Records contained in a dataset
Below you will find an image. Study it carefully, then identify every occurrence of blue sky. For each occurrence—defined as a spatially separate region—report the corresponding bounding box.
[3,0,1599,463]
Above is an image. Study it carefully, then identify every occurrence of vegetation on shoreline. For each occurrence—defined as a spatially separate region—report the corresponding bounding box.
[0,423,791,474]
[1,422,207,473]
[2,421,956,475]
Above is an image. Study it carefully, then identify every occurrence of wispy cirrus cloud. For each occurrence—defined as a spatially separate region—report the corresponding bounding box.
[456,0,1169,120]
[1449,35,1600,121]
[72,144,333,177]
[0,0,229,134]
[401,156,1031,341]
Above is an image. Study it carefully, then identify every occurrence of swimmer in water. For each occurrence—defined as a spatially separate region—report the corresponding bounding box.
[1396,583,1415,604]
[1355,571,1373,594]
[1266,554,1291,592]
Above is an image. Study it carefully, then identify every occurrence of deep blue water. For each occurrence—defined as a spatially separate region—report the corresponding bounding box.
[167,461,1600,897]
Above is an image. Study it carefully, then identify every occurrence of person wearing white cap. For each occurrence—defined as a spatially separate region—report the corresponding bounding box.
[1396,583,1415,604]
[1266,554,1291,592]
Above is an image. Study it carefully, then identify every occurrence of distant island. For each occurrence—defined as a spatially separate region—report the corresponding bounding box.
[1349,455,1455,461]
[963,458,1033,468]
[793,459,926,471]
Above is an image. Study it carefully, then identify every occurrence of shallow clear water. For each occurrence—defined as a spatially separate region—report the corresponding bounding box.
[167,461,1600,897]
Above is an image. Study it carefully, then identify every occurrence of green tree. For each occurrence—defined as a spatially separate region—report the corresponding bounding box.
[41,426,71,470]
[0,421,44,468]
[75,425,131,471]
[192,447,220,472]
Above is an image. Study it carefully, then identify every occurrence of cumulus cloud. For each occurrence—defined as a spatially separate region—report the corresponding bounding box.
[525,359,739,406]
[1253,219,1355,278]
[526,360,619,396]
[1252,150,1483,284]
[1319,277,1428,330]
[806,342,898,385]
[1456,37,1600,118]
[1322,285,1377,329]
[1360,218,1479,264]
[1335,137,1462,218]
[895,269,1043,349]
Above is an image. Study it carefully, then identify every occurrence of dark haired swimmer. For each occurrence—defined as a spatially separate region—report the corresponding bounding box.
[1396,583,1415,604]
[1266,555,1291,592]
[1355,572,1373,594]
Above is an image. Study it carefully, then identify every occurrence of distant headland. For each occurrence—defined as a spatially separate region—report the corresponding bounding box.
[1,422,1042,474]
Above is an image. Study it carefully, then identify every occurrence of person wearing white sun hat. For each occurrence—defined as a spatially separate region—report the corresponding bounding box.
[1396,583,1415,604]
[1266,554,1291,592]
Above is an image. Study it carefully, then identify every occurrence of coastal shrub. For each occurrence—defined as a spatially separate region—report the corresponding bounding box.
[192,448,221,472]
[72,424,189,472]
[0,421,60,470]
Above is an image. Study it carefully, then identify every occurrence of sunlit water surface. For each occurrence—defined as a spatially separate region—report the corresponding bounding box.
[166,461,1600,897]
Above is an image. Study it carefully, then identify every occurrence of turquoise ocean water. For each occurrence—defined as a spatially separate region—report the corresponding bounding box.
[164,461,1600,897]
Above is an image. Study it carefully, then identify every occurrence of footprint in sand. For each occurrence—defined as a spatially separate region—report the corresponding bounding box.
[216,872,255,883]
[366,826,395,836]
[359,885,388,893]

#### [Task directions]
Now that the records have been shown, restate each one word for word.

#### [Task answer]
Below you will find an image. Study it carefully, then identify every occurrence of blue sky. For each occurrence—defined as a spatially separate region—report the corresponding bounding box.
[3,0,1599,463]
Above is an image. Study it carefully, then identify every occurrence of vegetation on shoreline. For each occurrence—defined as a spatially separate region—report the corresponding bounding box.
[0,423,791,474]
[1,422,207,473]
[2,421,956,475]
Above is an image. Study it carefully, then identify every occurrence of wispy cirrus cloud. For each occurrence—defined as a spatially separate region—report the corresponding bounding box.
[456,0,1169,120]
[1449,35,1600,121]
[72,144,333,177]
[0,0,229,134]
[401,156,1031,341]
Above is an image. Study it carefully, then identify every occurrence of swimmer in water. For each occurrence—defined as a spatially separate region—report the corresponding bounding box.
[1396,583,1415,604]
[1355,571,1373,594]
[1266,554,1291,592]
Above is an image. Study it carefully, then identify every occurrence of deep blue water. For each occurrence—defined as a spatially separate region—report the corresponding bounding box.
[167,461,1600,897]
Above is an image. Study it carefully, then identify every occurrence of person wearing white cap. For each occurrence—defined as a spatially separate region—report the corresponding bounding box.
[1396,583,1415,604]
[1266,554,1291,592]
Above is an image. Study it carefully, then identify every occurrence of distant island. For each occurrence—defined as a spatially separate region—report the corresponding bounding box.
[1349,455,1455,461]
[963,458,1033,468]
[793,459,926,471]
Above is an image. Study it carefully, then identify every occurrence of shallow clear water. For each occurrence—defined as a spatially separate region—report the corresponding bounding box.
[167,461,1600,897]
Above is an image. Study it carefully, then identify every occurrence of green tree. For each occurrence—defined as a spatially separate region—report the corresponding bounding box.
[41,426,71,470]
[0,421,44,468]
[75,425,131,471]
[192,447,220,472]
Above is an image. Study it carefully, then identify every occurrence of cumulus cloud. For each occurrence—defined as a spatially separate region—report the corresponding bounding box.
[525,359,739,406]
[1253,219,1355,278]
[526,360,619,396]
[1252,150,1483,284]
[1319,277,1428,330]
[806,342,898,385]
[1456,37,1600,118]
[1322,285,1377,329]
[1360,218,1479,264]
[1335,137,1462,218]
[895,269,1043,349]
Above is an image. Study it carefully, then identify every occurrence of dark haired swimmer. For each occurrence—defined as a spatially separate region—report the corresponding bounding box.
[1396,583,1415,604]
[1266,555,1291,592]
[1355,572,1373,594]
Above is an image. Study it carefully, then identify every occurrence of distant headland. For each occurrence—defined as a spatially separate region—report the corresponding bounding box.
[1,422,1042,474]
Above is an image. Study it carefully, then identify every occurrence of person wearing white sun hat. For each occurrence—defined as a spatially separate region—report the corresponding bounding box.
[1396,583,1415,604]
[1266,554,1291,592]
Above is an image. Study it carefully, then identify every occurrence of coastal shrub. For each occurrence—defined as a spatially separate region—report the corresponding bounding box.
[192,448,221,472]
[72,424,189,472]
[0,421,60,470]
Above is an image. Study it carefully, then identify every occurrence of sunlit water surface. For each occurrence—defined as a spatially separate region—report the corresponding bounding box.
[166,461,1600,897]
Above is an image. Study it carefully, then identify every occurrence of turquoise ocean water. For each occurrence—defined as a spatially separate region—report the corresponding bounding box.
[164,461,1600,897]
Above is an image. Study it carefully, then identify every occurrence of footprint in sand. For each occurrence—defined as a spatially separate region—report the corresponding bounding box.
[216,872,255,883]
[366,826,395,836]
[359,885,388,893]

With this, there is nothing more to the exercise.